Retype the lines of the material below, from the line containing "Target: seated woman" through the end of the material, character for character.

Detection annotation records
================

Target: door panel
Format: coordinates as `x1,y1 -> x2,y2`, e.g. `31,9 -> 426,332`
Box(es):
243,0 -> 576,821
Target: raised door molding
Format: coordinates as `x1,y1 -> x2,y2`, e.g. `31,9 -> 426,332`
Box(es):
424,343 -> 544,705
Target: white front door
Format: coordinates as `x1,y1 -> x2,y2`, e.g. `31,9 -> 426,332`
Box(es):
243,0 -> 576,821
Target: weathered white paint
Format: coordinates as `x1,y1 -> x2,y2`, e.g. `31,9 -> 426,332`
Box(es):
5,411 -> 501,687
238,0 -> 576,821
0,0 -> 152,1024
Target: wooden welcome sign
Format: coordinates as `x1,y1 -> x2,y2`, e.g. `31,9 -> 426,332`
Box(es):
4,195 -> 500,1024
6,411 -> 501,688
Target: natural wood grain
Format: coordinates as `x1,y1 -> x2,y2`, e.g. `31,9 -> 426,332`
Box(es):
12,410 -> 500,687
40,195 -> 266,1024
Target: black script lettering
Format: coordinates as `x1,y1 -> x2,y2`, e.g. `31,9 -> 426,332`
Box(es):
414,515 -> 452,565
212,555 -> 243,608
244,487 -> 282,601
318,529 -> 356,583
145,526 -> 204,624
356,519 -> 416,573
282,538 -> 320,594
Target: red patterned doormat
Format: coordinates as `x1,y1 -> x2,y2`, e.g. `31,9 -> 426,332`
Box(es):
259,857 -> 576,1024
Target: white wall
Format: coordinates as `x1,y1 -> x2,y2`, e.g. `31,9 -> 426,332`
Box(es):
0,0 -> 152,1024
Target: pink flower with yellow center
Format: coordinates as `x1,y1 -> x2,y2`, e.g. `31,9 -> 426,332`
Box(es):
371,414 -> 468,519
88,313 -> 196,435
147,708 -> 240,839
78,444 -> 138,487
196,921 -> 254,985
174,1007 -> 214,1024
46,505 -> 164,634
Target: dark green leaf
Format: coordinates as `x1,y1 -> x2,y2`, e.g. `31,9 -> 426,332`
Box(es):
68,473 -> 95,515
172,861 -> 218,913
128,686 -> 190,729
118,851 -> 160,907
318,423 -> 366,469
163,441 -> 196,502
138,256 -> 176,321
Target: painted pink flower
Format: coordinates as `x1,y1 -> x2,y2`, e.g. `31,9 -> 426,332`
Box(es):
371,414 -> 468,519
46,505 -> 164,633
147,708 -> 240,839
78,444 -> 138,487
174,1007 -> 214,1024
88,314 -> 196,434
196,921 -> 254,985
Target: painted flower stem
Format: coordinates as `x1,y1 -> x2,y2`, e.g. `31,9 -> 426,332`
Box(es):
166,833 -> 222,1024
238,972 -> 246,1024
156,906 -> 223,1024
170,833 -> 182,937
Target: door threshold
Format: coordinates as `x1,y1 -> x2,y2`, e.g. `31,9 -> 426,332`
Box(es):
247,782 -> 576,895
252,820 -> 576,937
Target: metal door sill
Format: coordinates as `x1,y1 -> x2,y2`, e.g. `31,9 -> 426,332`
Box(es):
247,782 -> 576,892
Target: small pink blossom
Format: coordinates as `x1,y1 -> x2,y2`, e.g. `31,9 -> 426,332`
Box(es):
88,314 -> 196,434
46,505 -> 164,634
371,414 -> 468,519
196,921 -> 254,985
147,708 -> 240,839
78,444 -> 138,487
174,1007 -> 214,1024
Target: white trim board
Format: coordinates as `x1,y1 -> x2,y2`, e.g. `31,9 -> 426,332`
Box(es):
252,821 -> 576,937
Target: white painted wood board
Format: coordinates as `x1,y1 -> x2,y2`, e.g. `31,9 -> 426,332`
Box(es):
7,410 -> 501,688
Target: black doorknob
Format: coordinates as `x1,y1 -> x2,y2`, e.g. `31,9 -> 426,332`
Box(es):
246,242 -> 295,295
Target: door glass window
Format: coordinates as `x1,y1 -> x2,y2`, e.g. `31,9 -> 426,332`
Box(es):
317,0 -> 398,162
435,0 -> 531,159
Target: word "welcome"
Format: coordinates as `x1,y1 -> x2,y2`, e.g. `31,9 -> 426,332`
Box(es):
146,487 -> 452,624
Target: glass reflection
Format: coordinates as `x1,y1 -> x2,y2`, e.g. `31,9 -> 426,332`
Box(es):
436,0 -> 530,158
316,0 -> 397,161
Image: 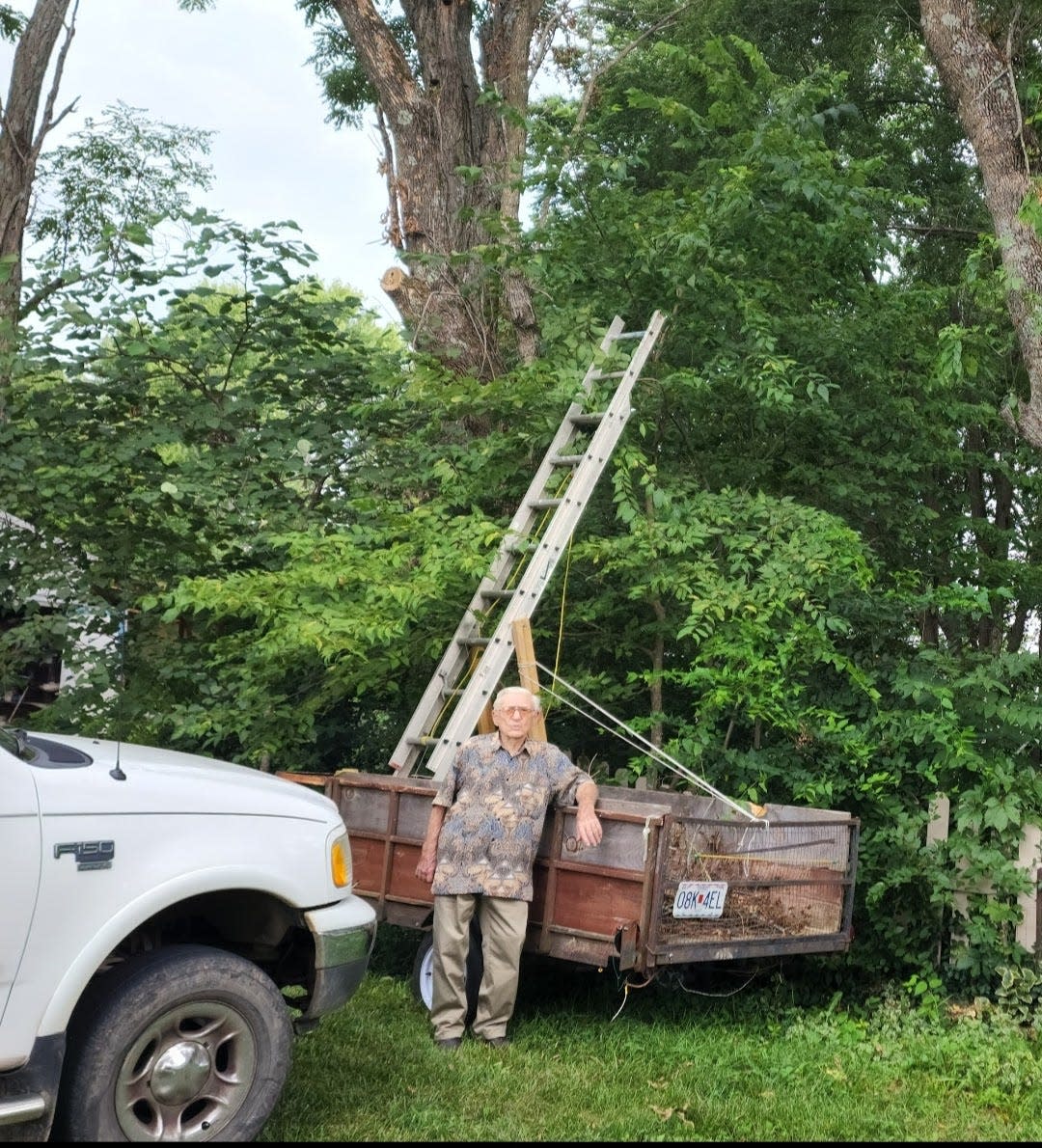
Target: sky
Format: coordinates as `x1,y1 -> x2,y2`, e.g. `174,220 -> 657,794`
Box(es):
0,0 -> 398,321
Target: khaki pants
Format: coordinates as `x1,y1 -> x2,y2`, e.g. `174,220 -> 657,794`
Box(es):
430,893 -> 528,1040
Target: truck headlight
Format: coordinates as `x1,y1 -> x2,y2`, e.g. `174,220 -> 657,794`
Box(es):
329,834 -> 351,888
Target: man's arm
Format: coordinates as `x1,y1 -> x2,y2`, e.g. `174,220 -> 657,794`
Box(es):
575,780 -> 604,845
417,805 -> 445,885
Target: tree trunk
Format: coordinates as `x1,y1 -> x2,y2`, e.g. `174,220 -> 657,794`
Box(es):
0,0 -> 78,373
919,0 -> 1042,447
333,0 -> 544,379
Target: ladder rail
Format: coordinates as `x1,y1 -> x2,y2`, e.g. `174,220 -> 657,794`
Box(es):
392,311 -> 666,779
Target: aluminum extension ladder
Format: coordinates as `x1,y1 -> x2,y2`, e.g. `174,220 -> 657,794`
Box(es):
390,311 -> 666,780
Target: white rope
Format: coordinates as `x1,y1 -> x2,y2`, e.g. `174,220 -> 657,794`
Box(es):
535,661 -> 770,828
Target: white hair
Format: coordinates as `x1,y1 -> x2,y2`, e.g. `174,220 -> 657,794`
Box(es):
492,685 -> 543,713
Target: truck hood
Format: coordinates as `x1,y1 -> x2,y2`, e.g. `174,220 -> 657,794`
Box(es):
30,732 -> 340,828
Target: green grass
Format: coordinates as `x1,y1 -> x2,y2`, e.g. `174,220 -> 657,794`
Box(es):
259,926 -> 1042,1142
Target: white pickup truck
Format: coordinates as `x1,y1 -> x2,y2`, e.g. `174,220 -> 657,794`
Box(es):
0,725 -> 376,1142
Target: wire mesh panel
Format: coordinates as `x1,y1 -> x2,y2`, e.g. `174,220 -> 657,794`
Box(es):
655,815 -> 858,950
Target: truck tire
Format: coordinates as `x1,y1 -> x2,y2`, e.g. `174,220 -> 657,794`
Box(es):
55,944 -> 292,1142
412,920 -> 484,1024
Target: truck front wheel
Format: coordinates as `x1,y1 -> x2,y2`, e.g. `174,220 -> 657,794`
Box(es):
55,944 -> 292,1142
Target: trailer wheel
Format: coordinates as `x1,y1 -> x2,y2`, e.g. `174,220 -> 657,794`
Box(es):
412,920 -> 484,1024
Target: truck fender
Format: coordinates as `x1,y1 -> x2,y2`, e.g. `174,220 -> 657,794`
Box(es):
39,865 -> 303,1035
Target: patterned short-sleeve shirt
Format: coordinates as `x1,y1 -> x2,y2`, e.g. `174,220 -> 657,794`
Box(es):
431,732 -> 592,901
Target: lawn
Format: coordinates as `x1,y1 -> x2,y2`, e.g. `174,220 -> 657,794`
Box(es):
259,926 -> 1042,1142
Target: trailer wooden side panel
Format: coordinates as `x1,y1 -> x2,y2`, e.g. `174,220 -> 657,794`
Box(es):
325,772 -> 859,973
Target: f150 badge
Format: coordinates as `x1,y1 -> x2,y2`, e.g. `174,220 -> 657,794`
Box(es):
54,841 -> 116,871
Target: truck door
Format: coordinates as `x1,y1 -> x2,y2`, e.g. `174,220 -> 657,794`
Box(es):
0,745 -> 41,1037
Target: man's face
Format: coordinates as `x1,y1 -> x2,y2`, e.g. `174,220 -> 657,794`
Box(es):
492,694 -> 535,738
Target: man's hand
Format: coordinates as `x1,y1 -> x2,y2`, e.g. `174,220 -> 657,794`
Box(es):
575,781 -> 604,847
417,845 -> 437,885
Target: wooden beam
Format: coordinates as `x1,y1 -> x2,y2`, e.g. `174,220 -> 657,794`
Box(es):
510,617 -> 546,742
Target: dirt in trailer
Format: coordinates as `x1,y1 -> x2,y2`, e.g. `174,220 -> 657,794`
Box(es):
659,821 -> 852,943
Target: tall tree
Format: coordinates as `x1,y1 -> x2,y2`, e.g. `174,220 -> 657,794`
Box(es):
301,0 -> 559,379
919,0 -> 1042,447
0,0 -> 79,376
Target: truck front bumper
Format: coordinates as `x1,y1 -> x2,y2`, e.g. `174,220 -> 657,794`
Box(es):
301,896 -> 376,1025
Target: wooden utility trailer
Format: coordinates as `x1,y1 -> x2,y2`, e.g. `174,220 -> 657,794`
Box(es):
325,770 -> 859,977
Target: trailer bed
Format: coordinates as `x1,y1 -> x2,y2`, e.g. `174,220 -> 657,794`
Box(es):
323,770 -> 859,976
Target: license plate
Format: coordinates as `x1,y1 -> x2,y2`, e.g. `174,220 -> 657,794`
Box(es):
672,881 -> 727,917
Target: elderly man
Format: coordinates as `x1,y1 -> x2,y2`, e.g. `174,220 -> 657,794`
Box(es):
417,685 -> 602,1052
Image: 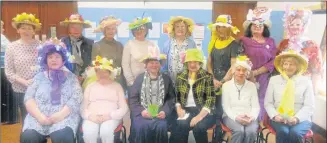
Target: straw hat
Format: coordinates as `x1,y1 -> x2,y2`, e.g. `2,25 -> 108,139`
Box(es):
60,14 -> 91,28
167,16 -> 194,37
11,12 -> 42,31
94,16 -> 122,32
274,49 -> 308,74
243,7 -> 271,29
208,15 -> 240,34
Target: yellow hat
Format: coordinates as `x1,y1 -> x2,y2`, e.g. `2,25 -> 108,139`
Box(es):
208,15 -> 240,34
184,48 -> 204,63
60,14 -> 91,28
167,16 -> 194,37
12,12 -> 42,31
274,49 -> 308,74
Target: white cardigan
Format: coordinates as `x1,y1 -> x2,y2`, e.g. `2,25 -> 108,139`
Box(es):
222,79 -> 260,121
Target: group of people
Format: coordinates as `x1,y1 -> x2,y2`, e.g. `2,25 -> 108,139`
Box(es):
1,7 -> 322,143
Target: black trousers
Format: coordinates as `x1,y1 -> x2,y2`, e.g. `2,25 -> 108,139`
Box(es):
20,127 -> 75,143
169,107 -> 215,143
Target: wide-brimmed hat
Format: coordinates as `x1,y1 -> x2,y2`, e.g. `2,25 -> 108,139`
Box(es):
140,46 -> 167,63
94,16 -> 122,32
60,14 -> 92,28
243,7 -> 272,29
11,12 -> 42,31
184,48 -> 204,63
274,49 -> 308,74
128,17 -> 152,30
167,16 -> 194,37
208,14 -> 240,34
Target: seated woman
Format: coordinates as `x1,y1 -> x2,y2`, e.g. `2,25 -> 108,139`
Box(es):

================

- _SOLUTION FOR THIS EXERCISE_
Target: seated woman
Format: coordinates as `x1,y1 -> x2,y2`, e.g. `2,25 -> 108,139`
Box(es):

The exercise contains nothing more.